▶ [Trecho do texto]
Pieces of a Woman

Fases do Luto

A premissa de Pieces of a Woman (Canadá/EUA/Hungria, 2020) aparenta ser um duro ataque àqueles que defendem o parto domiciliar, o que deixa no ar certa sensação de estranhamento ao passo que o filme não parece ser conservador a ponto de ignorar os benefícios do parto humanizado. Dentro deste contexto, a solução utilizada pela obra para não cair na armadilha da visão unilateral advém do destaque dado para o poder de escolha da mulher acerca do modo como irá parir e a consequente assunção das responsabilidades quanto aos riscos que tal decisão carrega.

▶ [Itens fornecidos]
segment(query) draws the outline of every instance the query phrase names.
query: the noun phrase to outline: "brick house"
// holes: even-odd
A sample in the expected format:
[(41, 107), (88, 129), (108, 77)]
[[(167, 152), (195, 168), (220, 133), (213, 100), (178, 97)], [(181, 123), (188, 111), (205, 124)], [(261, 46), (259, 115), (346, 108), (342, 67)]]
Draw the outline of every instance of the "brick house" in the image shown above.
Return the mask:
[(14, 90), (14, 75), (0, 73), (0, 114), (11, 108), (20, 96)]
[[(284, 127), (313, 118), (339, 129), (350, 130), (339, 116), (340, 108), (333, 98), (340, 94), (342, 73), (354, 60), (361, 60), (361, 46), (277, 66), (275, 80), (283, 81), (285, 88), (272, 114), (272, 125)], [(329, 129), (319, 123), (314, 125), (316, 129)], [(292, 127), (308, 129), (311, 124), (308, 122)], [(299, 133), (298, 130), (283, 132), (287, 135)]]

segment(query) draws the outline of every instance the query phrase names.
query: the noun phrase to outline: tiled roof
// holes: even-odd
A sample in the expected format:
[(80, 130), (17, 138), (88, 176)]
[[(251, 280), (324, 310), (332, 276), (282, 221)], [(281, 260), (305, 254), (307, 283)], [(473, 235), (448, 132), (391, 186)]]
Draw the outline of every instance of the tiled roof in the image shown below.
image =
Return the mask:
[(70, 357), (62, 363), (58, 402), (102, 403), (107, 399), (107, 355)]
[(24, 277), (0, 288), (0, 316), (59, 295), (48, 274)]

▶ [Tarefa]
Diga se cada afirmação a seguir está de acordo com o trecho sobre Pieces of a Woman, respondendo sim ou não e citando literalmente as palavras do trecho que decidem cada caso. (a) O filme é de 2020. (b) O trecho afirma que o filme ignora os benefícios do parto humanizado. (c) Segundo o trecho, a obra dá destaque ao poder de escolha da mulher sobre o modo como irá parir.

▶ [Resolução da tarefa]
(a) Sim: "(Canadá/EUA/Hungria, 2020)".
(b) Não: "o filme não parece ser conservador a ponto de ignorar os benefícios do parto humanizado".
(c) Sim: "destaque dado para o poder de escolha da mulher acerca do modo como irá parir".